REQUIREMENT:
From the article below on Hanif Kara's Soane Medal, list the four Stirling Prize-winning projects he worked on, each with its architect and year.

EXTRACT TO READ:
= = = = =

The structural engineer behind four Stirling Prize winners
2024 Soane Medal Goes to Hanif Kara
John Hill
9. ottobre 2024
Hanif Kara at Sir John Soane's Museum (Photo: Matt Tidby)
Structural engineer Hanif Kara, design director at AKT II, the engineering firm he cofounded in 1996, is the latest recipient of the Soan Medal, given annually since 2017 by Sir John Soane's Museum in London.
The Soane Medal was established to "[recognize] architects, educators and critics who have made a major contribution to their field through practice, history or theory, and in doing so have furthered and enriched the public understanding of architecture.” Hanif Kara is the first engineer to win an award whose previous recipients include architects Rafael Moneo (2017), Denise Scott Brown (2018), Marina Tabassum (2021), Peter Barber (2022), and Lacaton & Vassal (2023), and historian/critic Kenneth Frampton (2019). (No award was given in 2020 due to the Covid-19 pandemic.)
Heydar Aliyev Centre, Zaha Hadid Architects (Photo © Hufton + Crow)
In his nearly thirty years of practice at AKT II, Kara has worked with some of the most famous architects in the world, such as BIG – Bjarke Ingels Group, Zaha Hadid Architects, David Chipperfield Architects, Herzog & de Meuron, and Foster + Partners. Accordingly, he has also worked on projects that garnered Stirling Prizes, RIBA's highest honor — four of them, to be exact: Peckham Library by Will Alsop (2000); Sainsbury Laboratory by Stanton Williams (2012); Bloomberg’s European Headquarters by Foster + Partners (2018); and Kingston University London – Town House by Grafton Architects (2021).
Bloomberg European HQ, Foster + Partners (Photo © Nigel Young, Foster + Partners)
The museum's announcement of Hanif Kara as the 2024 recipient of the Soane Medal mentions the above architects and buildings, highlighting the engineer's role in high-profile projects, but it also draws attention to his advocacy for interdisciplinary collaborations and approaches to the built environment, and the desire to preserve and build for reuse through what he calls “advanced reverse design.” In the case of the last, Kara “combines the innovative use of new and ancient techniques and materials to arrest, mitigate, and in some cases reverse, the environmental impact of construction.”
Kingston University Town House, Grafton Architects (Photo © Ed Reeves)
“I am delighted to be awarded this year’s Soane Medal. Soane used his work and collection to inspire future generations of builders and designers, something I hope to continue through my own work. The scale of ecological, economic and social challenges we face today requires a transdisciplinary approach. It is impossible to solve the problems we face without interdisciplinary collaboration and thinking. Only through curiosity and continual enquiry - questioning practices and norms- will we find the solutions that are so urgently required.”

= = = = =

DATASET EXTRACT:
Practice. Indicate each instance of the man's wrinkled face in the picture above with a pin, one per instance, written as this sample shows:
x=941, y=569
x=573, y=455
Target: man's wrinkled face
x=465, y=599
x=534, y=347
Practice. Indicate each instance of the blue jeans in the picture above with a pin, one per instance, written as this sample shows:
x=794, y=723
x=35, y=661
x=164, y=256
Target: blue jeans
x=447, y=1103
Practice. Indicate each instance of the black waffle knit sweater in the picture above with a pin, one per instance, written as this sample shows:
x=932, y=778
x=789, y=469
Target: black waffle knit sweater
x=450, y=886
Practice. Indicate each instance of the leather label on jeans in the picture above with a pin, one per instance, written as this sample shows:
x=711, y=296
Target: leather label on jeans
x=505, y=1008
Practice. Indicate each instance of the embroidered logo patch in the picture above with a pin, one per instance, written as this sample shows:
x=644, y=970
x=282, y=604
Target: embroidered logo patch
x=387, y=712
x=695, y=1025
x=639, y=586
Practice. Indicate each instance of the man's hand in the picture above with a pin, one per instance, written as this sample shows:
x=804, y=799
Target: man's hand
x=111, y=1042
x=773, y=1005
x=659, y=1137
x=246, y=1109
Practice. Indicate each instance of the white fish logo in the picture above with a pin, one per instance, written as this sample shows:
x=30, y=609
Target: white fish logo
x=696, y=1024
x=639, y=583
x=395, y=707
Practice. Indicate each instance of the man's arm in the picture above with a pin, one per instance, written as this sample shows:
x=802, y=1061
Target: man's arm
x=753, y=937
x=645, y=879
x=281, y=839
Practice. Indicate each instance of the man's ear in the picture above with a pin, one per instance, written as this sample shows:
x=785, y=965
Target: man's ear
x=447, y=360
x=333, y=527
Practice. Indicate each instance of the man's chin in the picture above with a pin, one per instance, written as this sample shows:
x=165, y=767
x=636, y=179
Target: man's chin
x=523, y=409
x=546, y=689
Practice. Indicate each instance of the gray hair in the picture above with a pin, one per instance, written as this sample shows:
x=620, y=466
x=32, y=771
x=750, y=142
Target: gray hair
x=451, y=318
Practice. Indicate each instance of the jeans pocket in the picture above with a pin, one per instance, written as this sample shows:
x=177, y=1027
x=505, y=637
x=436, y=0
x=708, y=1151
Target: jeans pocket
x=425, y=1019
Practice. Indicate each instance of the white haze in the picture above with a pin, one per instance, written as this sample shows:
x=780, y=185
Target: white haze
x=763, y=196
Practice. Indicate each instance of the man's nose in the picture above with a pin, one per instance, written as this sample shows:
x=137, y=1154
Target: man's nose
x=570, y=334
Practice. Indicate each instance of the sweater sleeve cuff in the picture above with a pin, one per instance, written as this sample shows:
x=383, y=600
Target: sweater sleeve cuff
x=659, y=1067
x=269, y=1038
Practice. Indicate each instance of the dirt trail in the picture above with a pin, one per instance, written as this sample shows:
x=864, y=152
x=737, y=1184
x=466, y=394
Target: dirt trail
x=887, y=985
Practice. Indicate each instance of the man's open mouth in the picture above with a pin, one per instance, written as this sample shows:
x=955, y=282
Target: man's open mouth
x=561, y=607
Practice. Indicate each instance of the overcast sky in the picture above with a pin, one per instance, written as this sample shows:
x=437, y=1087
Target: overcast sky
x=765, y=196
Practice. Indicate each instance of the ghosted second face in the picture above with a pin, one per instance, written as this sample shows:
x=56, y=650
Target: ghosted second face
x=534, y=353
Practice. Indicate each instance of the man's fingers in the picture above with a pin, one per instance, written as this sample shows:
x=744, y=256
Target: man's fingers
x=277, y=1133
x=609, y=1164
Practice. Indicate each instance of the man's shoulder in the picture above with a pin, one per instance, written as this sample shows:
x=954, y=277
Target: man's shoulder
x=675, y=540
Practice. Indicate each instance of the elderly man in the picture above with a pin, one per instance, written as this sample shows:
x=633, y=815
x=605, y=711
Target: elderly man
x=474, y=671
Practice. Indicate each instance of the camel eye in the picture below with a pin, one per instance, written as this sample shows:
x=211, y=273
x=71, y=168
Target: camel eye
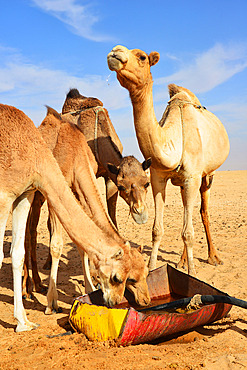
x=115, y=279
x=121, y=188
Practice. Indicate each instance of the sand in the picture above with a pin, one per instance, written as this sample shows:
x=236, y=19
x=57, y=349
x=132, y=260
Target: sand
x=222, y=344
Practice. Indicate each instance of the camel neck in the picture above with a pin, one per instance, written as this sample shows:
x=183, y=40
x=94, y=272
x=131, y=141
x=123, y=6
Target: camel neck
x=154, y=141
x=144, y=118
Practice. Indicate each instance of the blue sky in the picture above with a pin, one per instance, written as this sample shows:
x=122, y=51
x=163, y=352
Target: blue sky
x=50, y=46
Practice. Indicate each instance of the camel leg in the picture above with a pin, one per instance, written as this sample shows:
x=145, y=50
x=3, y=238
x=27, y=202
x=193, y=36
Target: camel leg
x=48, y=262
x=159, y=189
x=31, y=245
x=5, y=208
x=111, y=199
x=213, y=259
x=27, y=281
x=56, y=247
x=189, y=194
x=89, y=287
x=20, y=213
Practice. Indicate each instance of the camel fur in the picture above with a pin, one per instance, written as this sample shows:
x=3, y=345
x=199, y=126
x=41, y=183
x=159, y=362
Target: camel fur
x=186, y=146
x=79, y=167
x=27, y=165
x=94, y=121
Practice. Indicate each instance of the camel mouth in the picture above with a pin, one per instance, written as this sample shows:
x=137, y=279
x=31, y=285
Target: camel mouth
x=116, y=60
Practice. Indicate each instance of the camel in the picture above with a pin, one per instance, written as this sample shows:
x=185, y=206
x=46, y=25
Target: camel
x=79, y=167
x=186, y=146
x=94, y=121
x=26, y=165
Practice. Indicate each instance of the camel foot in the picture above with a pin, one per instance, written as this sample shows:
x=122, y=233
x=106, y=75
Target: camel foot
x=28, y=326
x=52, y=311
x=215, y=261
x=47, y=265
x=28, y=296
x=151, y=265
x=182, y=264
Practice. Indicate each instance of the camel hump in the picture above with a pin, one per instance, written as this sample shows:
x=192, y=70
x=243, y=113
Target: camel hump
x=75, y=101
x=53, y=112
x=182, y=93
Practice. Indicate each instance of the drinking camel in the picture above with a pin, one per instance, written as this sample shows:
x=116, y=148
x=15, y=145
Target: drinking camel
x=78, y=165
x=94, y=121
x=26, y=165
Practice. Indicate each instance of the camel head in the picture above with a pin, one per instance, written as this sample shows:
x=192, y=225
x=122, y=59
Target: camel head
x=132, y=182
x=132, y=66
x=136, y=281
x=112, y=273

= = = = =

YOUR SOLUTION:
1. Peckham Library by Will Alsop (2000)
2. Sainsbury Laboratory by Stanton Williams (2012)
3. Bloomberg's European Headquarters by Foster + Partners (2018)
4. Kingston University London – Town House by Grafton Architects (2021)